[Dataset rows]
-------
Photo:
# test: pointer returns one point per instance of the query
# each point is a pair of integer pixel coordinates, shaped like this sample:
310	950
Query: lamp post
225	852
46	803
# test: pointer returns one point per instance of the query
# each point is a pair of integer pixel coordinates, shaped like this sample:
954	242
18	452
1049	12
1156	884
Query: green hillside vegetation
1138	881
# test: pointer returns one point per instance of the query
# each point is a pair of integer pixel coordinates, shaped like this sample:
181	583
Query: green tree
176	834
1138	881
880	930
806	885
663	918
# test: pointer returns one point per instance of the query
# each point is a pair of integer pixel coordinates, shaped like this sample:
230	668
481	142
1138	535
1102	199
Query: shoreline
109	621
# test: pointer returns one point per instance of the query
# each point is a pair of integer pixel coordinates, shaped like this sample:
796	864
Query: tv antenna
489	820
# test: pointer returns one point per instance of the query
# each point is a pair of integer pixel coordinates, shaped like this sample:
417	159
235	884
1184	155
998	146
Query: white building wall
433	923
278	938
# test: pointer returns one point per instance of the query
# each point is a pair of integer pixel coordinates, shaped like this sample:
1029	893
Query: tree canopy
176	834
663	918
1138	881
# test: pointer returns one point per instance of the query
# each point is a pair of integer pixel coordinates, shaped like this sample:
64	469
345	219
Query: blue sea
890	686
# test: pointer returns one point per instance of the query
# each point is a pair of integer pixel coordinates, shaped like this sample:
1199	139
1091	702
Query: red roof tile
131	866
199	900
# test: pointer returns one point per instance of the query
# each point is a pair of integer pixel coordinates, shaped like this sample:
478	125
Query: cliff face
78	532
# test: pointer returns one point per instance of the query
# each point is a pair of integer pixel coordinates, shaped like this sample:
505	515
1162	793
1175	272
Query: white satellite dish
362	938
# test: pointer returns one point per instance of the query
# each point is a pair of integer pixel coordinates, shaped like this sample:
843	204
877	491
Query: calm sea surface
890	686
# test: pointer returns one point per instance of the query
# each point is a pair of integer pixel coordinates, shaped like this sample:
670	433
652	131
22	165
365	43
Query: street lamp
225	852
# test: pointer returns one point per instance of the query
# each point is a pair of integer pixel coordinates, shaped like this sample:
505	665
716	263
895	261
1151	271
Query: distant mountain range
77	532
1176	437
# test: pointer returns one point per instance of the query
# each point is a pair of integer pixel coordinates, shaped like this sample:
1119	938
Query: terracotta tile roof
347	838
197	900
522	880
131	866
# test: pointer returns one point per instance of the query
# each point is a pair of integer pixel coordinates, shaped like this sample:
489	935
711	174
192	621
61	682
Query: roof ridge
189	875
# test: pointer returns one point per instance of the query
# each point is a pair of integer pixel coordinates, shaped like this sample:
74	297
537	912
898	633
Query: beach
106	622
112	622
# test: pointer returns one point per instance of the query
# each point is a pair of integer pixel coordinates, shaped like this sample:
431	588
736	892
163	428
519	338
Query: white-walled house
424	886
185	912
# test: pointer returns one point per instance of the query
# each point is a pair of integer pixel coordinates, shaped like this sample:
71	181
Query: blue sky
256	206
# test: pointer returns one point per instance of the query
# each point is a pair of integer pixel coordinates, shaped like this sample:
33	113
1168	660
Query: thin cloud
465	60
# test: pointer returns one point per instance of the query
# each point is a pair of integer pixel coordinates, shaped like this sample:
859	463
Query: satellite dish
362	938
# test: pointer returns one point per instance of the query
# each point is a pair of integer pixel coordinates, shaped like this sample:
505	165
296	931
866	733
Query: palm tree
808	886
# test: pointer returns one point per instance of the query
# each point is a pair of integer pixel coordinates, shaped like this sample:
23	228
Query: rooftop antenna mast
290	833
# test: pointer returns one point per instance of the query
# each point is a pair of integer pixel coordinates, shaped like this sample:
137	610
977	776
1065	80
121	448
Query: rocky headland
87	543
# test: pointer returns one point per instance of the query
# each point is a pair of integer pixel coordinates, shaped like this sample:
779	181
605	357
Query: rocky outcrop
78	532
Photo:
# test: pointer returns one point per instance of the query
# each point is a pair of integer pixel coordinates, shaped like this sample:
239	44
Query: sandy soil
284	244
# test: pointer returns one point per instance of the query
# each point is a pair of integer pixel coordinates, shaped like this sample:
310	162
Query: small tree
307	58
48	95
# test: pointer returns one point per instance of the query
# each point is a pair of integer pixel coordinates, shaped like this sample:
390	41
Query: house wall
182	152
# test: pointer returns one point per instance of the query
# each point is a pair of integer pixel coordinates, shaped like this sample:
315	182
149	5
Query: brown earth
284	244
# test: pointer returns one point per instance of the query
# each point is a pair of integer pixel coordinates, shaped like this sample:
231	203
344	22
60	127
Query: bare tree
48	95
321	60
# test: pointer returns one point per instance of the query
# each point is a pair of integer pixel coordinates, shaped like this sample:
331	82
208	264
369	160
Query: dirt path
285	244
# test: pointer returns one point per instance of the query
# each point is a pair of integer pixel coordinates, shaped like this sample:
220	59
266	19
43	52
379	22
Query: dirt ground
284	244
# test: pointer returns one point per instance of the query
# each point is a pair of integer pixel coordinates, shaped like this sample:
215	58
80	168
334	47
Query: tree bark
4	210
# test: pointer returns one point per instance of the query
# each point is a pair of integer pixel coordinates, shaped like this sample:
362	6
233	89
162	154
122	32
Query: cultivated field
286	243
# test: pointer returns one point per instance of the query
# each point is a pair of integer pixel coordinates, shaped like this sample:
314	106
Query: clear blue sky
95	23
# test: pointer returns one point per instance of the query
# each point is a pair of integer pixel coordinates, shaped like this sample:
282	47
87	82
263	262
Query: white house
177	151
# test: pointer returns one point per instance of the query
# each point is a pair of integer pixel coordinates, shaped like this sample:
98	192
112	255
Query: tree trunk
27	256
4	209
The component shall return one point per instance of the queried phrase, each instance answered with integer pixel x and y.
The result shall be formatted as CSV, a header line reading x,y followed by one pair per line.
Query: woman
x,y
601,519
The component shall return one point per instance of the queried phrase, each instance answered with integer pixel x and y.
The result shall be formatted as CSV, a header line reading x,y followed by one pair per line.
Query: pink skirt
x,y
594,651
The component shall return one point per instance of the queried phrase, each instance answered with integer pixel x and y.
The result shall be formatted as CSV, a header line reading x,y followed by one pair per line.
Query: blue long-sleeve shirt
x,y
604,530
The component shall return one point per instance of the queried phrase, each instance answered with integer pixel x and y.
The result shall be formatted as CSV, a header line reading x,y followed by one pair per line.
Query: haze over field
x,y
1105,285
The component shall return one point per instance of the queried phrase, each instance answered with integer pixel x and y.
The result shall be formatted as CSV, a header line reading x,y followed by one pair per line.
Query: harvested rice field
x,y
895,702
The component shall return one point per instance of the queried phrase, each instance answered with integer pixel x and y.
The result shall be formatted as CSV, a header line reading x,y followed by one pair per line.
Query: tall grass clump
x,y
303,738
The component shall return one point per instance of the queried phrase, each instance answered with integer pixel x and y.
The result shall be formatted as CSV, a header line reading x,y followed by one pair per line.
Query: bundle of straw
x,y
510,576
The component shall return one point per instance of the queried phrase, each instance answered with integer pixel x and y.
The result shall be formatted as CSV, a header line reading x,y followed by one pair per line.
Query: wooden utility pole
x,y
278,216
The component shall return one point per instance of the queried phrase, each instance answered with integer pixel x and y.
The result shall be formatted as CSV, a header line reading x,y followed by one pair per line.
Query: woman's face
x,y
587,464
-------
Copy out all of the data exactly, leaving nothing out.

TASK OUTPUT
Photo:
# test: pointer returns one point per instance of the query
# each point is a pair of integer pixel coordinates, shaped like this sample:
310	950
Query: lamp post
225	852
46	803
# test: pointer returns one point per instance of the query
# each point is a pair of integer pixel coordinates, shaped like this sample:
954	242
18	452
1049	12
1156	884
Query: green hillside vegetation
1138	881
# test: pointer returns one point per instance of the query
# each point is a pair of integer pixel coordinates, shaped like this sample:
181	583
Query: green tree
176	834
1138	881
880	930
806	885
663	918
# test: pointer returns one point per instance of the query
# each point is a pair of integer pixel coordinates, shaped like this sample:
230	668
481	142
1138	535
1102	199
Query: shoreline
109	621
# test: pointer returns one point per instance of the query
# each point is a pair of integer pixel coordinates, shaped like this sample:
796	864
Query: tv antenna
489	820
# test: pointer returns one point per instance of the query
# each point is a pair of integer pixel coordinates, shaped like this sample:
417	159
235	884
1184	155
998	146
Query: white building wall
433	923
278	938
# test: pointer returns one point per instance of the query
# each point is a pair of integer pixel coordinates, shaped like this sample:
1029	893
Query: tree canopy
176	834
663	918
1138	881
# test: pointer returns one point per instance of the query
# each point is a pair of integer pixel coordinates, shaped like this sample:
64	469
345	219
Query: blue sea
890	686
# test: pointer returns one point per instance of the query
# each point is a pair of integer pixel coordinates, shaped like this sample:
1199	139
1091	702
Query: red roof tile
131	866
199	900
# test: pointer returns one point per instance of the query
# each point is a pair of integer pixel coordinates, shaped like this sample:
478	125
Query: cliff face
78	532
# test: pointer returns one point per instance of the query
# each point is a pair of integer pixel coordinates, shaped like this sample:
505	515
1162	793
1175	272
Query: white satellite dish
362	938
# test: pointer returns one point per instance of the query
# each point is a pair of integer pixel coordinates, shaped like this sample:
843	204
877	491
Query: calm sea surface
890	686
# test: pointer returns one point per instance of the query
# each point is a pair of integer pixel coordinates, shaped like this sample:
670	433
652	131
22	165
365	43
Query: street lamp
225	852
# test: pointer returns one point per instance of the query
# each point is a pair of integer pixel coordinates, shaped like this sample:
505	665
716	263
895	261
1151	271
Query: distant mountain range
77	532
1176	437
# test: pointer returns one point per instance of the query
# each point is a pair of integer pixel coordinates, shaped like this sample:
1119	938
Query: terracotta tile roof
347	838
197	900
522	880
131	866
# test: pointer returns one point per instance of the query
# each point is a pair of integer pixel coordinates, shaped like this sample:
489	935
711	174
192	621
61	682
Query: roof ridge
189	875
# test: pointer returns one point per instance of the query
# each point is a pair of integer pixel coordinates, shaped like this sample:
74	297
537	912
898	633
Query: beach
106	622
112	622
# test: pointer returns one point per instance of the query
# each point is a pair of integer pixel coordinates, shaped like this sample:
431	588
736	892
163	428
519	338
Query: white-walled house
424	886
185	912
# test: pointer returns one point per instance of the query
# each point is a pair of integer pixel coordinates, shaped like this sample:
71	181
Query: blue sky
256	206
# test: pointer returns one point per instance of the query
# each point is a pair of integer pixel coordinates, shaped like this sample:
33	113
1168	660
Query: thin cloud
465	60
# test: pointer returns one point per instance of the query
# each point is a pair of integer pixel coordinates, shaped like this sample:
859	463
Query: satellite dish
362	938
# test: pointer returns one point per instance of the query
# each point is a pair of integer pixel coordinates, shaped like this sample:
505	165
296	931
866	733
Query: palm tree
808	886
# test: pointer returns one point per instance of the query
# each point is a pair of integer pixel coordinates, shaped like this sample:
23	228
Query: rooftop antenna mast
290	833
# test: pointer returns one point per instance of the query
# each point is a pair of integer pixel coordinates, shaped like this sample:
137	610
977	776
1065	80
121	448
Query: rocky headland
87	543
# test: pointer returns one point per instance of the query
# each point is a pair of integer pixel coordinates, shaped like this sample:
779	181
605	357
Query: rocky outcrop
78	532
Photo:
# test: pointer returns one point per instance of the query
# each point is a pair of integer pixel coordinates, shaped like this sample:
239	44
Query: sandy soil
284	244
# test: pointer returns one point per instance of the query
# each point is a pair of integer pixel coordinates, shaped like this sample:
310	162
Query: small tree
307	58
48	95
# test: pointer returns one point per instance of the query
# each point is a pair of integer pixel coordinates, shaped like this sample:
390	41
Query: house wall
182	152
# test: pointer returns one point per instance of the query
# each point is a pair of integer pixel coordinates, shaped like this sample:
315	182
149	5
Query: brown earth
284	244
# test: pointer returns one point per instance of the query
# each point is a pair of integer pixel coordinates, shaped like this sample:
231	203
344	22
60	127
Query: bare tree
48	95
321	60
# test: pointer returns one point per instance of the query
# each point is a pair of integer pixel coordinates, shaped like this sample:
331	82
208	264
369	160
Query: dirt path
285	244
# test: pointer returns one point per instance of the query
# each point is a pair of integer pixel coordinates, shaped like this sample:
220	59
266	19
43	52
379	22
Query: dirt ground
284	244
# test: pointer returns one point per instance of the query
# each point is a pair of integer pixel coordinates, shaped like this sample:
215	58
80	168
334	47
Query: tree bark
4	210
# test: pointer returns one point per instance of the query
# each point is a pair of integer pixel coordinates, shaped like this sample:
362	6
233	89
162	154
122	32
Query: cultivated field
286	243
# test: pointer returns one point per instance of the query
# each point is a pair of integer pixel coordinates, shaped like this sample:
314	106
Query: clear blue sky
95	23
# test: pointer returns one point per instance of the query
# each point is a pair of integer pixel coordinates, shaped like this sample:
282	47
87	82
263	262
Query: white house
177	151
# test: pointer returns one point per instance of the query
# each point is a pair of integer pixel coordinates, shaped like this sample:
98	192
112	255
Query: tree trunk
27	256
4	209
The component shall return one point per instance of the queried phrase, each instance answered with integer pixel x and y.
The result shall be formatted as CSV, a header line reading x,y followed by one pair per line.
Query: woman
x,y
601,519
The component shall return one point per instance of the queried phrase, each instance answered with integer pixel x and y.
The result shall be formatted as CSV, a header line reading x,y followed by one pair per line.
Query: pink skirt
x,y
594,651
The component shall return one point per instance of the queried phrase, each instance answered with integer pixel x and y.
The result shall be formatted as CSV, a header line reading x,y followed by one pair per line.
Query: blue long-sleeve shirt
x,y
604,530
The component shall return one point per instance of the queried phrase, each instance answered with integer pixel x and y.
The result shall be formatted as CSV, a header line reading x,y followed by one pair per line.
Query: haze over field
x,y
1105,285
The component shall return one point per instance of the queried phrase, each instance answered with integer pixel x and y.
The result shall be formatted as CSV, a header line reading x,y followed by one pair per line.
Query: harvested rice field
x,y
895,702
The component shall return one point per instance of the queried phrase, each instance answered with integer pixel x and y.
The result shall be formatted as CSV, a header line reading x,y followed by one pair per line.
Query: tall grass clump
x,y
303,738
The component shall return one point per instance of the queried phrase, each instance answered with integer pixel x and y.
The result shall be formatted as CSV, a header line reading x,y followed by one pair per line.
Query: bundle of straw
x,y
510,576
The component shall return one point per instance of the queried phrase, each instance answered with integer pixel x and y.
The result shall be formatted as CSV, a header line reading x,y followed by one pair per line.
Query: wooden utility pole
x,y
278,216
The component shall return one point per instance of the queried phrase, each instance answered with integer pixel x and y.
The result shall be formatted as CSV, a header line reading x,y followed by one pair per line.
Query: woman's face
x,y
587,464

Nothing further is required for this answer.